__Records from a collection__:
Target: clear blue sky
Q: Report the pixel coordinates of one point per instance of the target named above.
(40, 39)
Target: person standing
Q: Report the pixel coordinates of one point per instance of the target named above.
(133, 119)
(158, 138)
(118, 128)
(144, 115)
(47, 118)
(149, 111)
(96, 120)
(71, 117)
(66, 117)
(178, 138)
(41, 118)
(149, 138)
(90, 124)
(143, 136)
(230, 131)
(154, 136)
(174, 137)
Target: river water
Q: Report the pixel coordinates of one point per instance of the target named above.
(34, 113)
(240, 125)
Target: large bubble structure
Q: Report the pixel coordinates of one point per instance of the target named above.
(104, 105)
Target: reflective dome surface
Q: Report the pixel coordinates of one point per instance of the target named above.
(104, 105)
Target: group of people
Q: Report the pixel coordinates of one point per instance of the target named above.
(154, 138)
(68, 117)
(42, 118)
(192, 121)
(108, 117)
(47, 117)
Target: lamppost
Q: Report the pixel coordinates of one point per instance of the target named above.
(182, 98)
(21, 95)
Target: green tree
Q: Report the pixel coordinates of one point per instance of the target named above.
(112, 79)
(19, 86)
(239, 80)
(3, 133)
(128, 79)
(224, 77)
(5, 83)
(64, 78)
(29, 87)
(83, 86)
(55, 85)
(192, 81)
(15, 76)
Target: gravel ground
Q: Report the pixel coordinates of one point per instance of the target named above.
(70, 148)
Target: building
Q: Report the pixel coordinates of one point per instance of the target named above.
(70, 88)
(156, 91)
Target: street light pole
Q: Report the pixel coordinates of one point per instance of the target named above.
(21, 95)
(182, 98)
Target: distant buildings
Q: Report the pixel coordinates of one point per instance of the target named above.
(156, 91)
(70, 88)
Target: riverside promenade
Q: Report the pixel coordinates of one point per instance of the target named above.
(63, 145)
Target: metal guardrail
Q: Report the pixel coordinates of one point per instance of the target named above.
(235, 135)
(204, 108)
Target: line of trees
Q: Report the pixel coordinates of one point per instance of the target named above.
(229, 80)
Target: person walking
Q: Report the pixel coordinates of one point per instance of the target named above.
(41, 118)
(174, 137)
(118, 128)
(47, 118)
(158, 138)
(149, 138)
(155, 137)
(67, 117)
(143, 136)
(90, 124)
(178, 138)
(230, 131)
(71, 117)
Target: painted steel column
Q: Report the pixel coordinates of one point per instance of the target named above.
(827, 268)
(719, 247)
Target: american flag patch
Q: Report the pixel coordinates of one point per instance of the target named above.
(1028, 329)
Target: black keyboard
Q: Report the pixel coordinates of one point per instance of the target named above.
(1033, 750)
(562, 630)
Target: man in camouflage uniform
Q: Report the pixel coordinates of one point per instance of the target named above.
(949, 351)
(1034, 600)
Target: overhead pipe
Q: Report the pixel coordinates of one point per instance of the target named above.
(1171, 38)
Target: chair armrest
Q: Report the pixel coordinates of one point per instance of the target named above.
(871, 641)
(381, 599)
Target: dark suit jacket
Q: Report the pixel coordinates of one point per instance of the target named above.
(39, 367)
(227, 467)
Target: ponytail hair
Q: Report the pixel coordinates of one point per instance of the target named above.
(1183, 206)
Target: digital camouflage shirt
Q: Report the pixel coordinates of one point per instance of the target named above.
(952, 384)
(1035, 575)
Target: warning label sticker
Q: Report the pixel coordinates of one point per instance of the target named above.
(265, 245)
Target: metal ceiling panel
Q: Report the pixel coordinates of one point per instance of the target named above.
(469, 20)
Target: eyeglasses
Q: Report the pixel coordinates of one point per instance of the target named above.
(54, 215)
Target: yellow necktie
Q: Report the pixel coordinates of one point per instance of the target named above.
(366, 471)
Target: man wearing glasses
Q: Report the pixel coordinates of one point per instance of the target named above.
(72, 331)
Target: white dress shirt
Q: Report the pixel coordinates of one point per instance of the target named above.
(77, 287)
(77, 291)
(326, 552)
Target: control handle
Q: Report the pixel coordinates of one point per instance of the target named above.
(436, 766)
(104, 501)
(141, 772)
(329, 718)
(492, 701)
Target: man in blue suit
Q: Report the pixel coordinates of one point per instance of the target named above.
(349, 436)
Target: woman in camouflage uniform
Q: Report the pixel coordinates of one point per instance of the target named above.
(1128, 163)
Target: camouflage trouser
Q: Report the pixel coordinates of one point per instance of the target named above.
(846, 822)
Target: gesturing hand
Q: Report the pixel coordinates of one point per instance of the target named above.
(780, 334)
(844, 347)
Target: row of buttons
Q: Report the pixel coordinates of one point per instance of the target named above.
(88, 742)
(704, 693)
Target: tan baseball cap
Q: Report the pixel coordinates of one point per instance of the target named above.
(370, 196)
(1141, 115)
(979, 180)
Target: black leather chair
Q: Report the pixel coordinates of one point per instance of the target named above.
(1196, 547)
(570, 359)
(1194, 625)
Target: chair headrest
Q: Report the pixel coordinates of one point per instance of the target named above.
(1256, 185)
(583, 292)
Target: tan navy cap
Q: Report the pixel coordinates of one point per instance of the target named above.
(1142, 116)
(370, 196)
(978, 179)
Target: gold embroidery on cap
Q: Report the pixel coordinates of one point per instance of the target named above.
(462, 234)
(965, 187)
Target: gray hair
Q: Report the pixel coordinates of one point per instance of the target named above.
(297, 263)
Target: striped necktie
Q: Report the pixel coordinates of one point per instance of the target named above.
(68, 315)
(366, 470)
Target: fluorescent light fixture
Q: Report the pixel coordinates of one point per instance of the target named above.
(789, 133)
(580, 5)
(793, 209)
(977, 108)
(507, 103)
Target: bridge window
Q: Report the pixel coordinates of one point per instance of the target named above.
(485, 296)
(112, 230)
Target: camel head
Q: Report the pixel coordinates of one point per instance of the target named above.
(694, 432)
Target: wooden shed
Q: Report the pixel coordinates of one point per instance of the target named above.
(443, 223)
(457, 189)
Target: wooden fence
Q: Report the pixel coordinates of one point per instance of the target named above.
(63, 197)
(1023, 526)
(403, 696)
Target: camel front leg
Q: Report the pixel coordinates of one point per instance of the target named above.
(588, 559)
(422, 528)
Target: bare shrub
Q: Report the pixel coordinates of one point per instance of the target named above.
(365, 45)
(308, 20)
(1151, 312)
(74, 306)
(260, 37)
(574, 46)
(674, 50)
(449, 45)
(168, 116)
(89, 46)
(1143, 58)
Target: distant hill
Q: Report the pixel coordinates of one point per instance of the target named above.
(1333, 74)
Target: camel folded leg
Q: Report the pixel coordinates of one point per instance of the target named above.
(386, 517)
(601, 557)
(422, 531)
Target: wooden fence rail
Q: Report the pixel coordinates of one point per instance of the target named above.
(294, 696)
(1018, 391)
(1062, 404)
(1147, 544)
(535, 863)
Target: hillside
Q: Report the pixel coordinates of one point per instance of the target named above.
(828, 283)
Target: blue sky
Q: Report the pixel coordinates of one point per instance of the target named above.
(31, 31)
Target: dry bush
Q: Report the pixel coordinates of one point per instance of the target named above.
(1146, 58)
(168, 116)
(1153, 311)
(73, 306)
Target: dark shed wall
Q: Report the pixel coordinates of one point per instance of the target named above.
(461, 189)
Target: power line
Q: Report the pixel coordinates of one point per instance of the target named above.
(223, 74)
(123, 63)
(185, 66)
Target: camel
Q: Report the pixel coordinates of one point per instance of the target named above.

__Exercise aim__:
Restate the entries above. Match them exactly.

__Solution for this problem__:
Target: clear blue sky
Q: Report the pixel coordinates of one point per instance of the target named above.
(40, 39)
Target: person standing
Q: Report the pixel coordinates of one point per instance of the target named above.
(133, 119)
(158, 138)
(118, 128)
(144, 115)
(47, 118)
(149, 111)
(96, 120)
(71, 117)
(66, 117)
(178, 138)
(41, 118)
(149, 138)
(90, 124)
(143, 136)
(230, 131)
(154, 136)
(174, 137)
Target: river water
Q: Report the pixel coordinates of one point per instance of the target named above.
(34, 113)
(240, 125)
Target: large bubble structure
Q: Report the pixel coordinates of one point per instance of the target named above.
(104, 105)
Target: reflective dome surface
Q: Report the pixel coordinates of one point per instance of the target named above.
(104, 105)
Target: group of people
Q: Report the pixel coordinates of one point per instance of the target named above.
(154, 138)
(68, 117)
(42, 118)
(192, 121)
(108, 117)
(47, 117)
Target: lamppost
Q: Report the pixel coordinates of one point per instance of the target named above.
(182, 98)
(21, 95)
Target: green tree
Q: Report the pixel coordinates of one point per instance of the target named above.
(112, 79)
(19, 86)
(239, 80)
(3, 133)
(128, 79)
(224, 77)
(5, 83)
(64, 78)
(29, 87)
(83, 86)
(55, 85)
(192, 81)
(15, 76)
Target: gravel ground
Q: Report the pixel coordinates of one point per instance of the target named above.
(70, 148)
Target: building
Q: Report the pixel coordinates of one point per instance of the target named above.
(70, 88)
(156, 91)
Target: street light pole
Q: Report the pixel coordinates of one point per instance of the target named above.
(21, 95)
(182, 98)
Target: distant buildings
Q: Report the pixel coordinates of one point per instance of the target named above.
(156, 91)
(70, 88)
Target: riverside promenade
Q: Report the pixel coordinates of one point per instance of the target named above.
(63, 145)
Target: metal guardrail
Q: Report the pixel coordinates of one point per instance of the target named above.
(235, 135)
(204, 108)
Target: line of trees
Q: Report the pixel coordinates of one point per instance of the target named above.
(229, 80)
Target: person walking
Q: Report the pixel coordinates of one point per instance of the target named above.
(41, 118)
(174, 137)
(118, 128)
(47, 118)
(158, 138)
(149, 138)
(155, 137)
(67, 117)
(143, 136)
(90, 124)
(178, 138)
(230, 131)
(71, 117)
Target: painted steel column
Q: Report the pixel coordinates of one point per instance of the target named above.
(827, 268)
(719, 247)
Target: american flag patch
Q: Report the pixel coordinates of one point per instance of the target named above.
(1028, 329)
Target: black keyboard
Q: Report the pixel coordinates of one point per instance of the target named above.
(1033, 750)
(562, 630)
Target: man in camouflage uniform
Q: Report the pixel coordinates of one point per instance of the target named above.
(949, 351)
(1034, 600)
Target: overhead pipe
Q: Report the pixel coordinates of one point per instance of the target named above.
(1171, 38)
Target: chair armrest
Q: Report the pixel coordinates of one point per instance of the target named above.
(871, 641)
(381, 599)
Target: dark suit jacket
Q: Report the pixel coordinates of one point per instance of the target named above.
(39, 367)
(227, 467)
Target: ponytail hair
Q: Report the pixel coordinates of one point per instance of the target named above.
(1183, 206)
Target: digital camouflage shirt
Q: Report the pixel coordinates of one point per instance of the target named above.
(952, 384)
(1035, 575)
Target: warning label sticker
Q: Report the pixel coordinates of one point per instance of the target named above.
(265, 245)
Target: metal ceiling panel
Q: Report the pixel coordinates of one point per instance of the target named above.
(469, 20)
Target: eyeglasses
Q: Report the pixel coordinates of one point per instance of the target named above.
(54, 215)
Target: yellow necktie
Q: Report the pixel coordinates of one point per instance of the target named above.
(366, 471)
Target: man wearing glasses
Q: Report the pixel coordinates of one point per instance of the target named above.
(72, 331)
Target: white dress shirt
Q: Report the pixel coordinates of one point per instance of the target named above.
(77, 287)
(77, 291)
(326, 552)
Target: control handle
Q: Report the pixel coordinates of one point per instance of the target named above.
(436, 766)
(104, 501)
(141, 772)
(329, 718)
(492, 701)
Target: man in blue suit
Q: Report the pixel coordinates of one point per instance of the target named above.
(349, 436)
Target: woman in camouflage uniform
Q: Report the pixel coordinates of one point per instance of the target named above.
(1128, 163)
Target: camouflage trouser
Q: Report the pixel coordinates of one point per instance of the target named above.
(846, 822)
Target: gesturing hand
Q: Report the pixel coordinates of one point per instance of the target named above.
(780, 334)
(844, 347)
Target: row of buttons
Q: Report the pixel coordinates of one point per instance of the target named above.
(88, 742)
(704, 693)
Target: tan baseball cap
Q: Report the pixel coordinates of one point per instance of the target named above.
(370, 196)
(1141, 115)
(979, 180)
Target: black leather chair
Q: Report the pixel coordinates of one point per instance of the target named above.
(1196, 547)
(570, 359)
(1194, 625)
Target: chair headrest
Q: Report the pixel coordinates of one point per instance of the target named above.
(1256, 185)
(583, 292)
Target: tan navy cap
Q: Report the pixel coordinates of one point per instance of the target named above.
(1142, 116)
(370, 196)
(978, 179)
Target: gold embroidery on cap
Q: Report the pixel coordinates of one point per instance of the target named above.
(462, 234)
(965, 187)
Target: gray hair
Q: Report the pixel coordinates of one point per instance of the target named above.
(297, 263)
Target: striped necktie
Q: Report the pixel coordinates of one point per instance of the target named above.
(68, 315)
(366, 470)
Target: fluorescent light fixture
Q: Report the pixel coordinates of one point per instance of the target named above.
(789, 133)
(580, 5)
(793, 209)
(977, 108)
(507, 103)
Target: bridge window
Q: Report the pixel coordinates of one point per instance of the target named above.
(485, 296)
(112, 230)
Target: camel head
Q: Report the pixel coordinates of one point per instance of the target named above.
(694, 432)
Target: wooden shed
Q: Report the pixel coordinates of one point per instance of the target named above.
(443, 223)
(457, 189)
Target: wooden fence
Q: Report the pixel coordinates of one point per instance of the target named above.
(63, 197)
(1023, 526)
(403, 696)
Target: camel front leg
Q: Report the pixel coordinates of one point per instance of the target named above.
(588, 559)
(422, 528)
Target: bare shrub
Q: Report the pixel coordinates of one point per instance of the target named above.
(365, 45)
(308, 20)
(1151, 312)
(74, 306)
(260, 37)
(574, 46)
(674, 50)
(449, 45)
(168, 116)
(89, 46)
(1143, 58)
Target: distant hill
Q: Report the pixel coordinates of one point per instance of the target named above.
(1333, 74)
Target: camel folded leg
Q: Report the pixel coordinates of one point per instance of the target named above.
(386, 517)
(601, 557)
(422, 531)
Target: wooden fence rail
Q: Report the pixel coordinates of one point per instance of the target named above.
(294, 696)
(1018, 391)
(1062, 404)
(1147, 544)
(535, 863)
Target: hillside
Q: Report the pixel coordinates of one point per instance of the target named above.
(828, 283)
Target: blue sky
Q: Report the pixel coordinates of one point per instance of the target named above.
(31, 31)
Target: dry bush
Q: Report the pixel coordinates of one point per instance of the target named above.
(1146, 58)
(168, 116)
(1153, 311)
(73, 306)
Target: dark shed wall
Q: Report the pixel coordinates of one point per instance of the target named above.
(461, 189)
Target: power line
Q: Report the pixel coordinates of one point per instance of the target named above.
(223, 74)
(123, 63)
(185, 66)
Target: camel
Q: Report the pixel coordinates of one point per instance of the target named above.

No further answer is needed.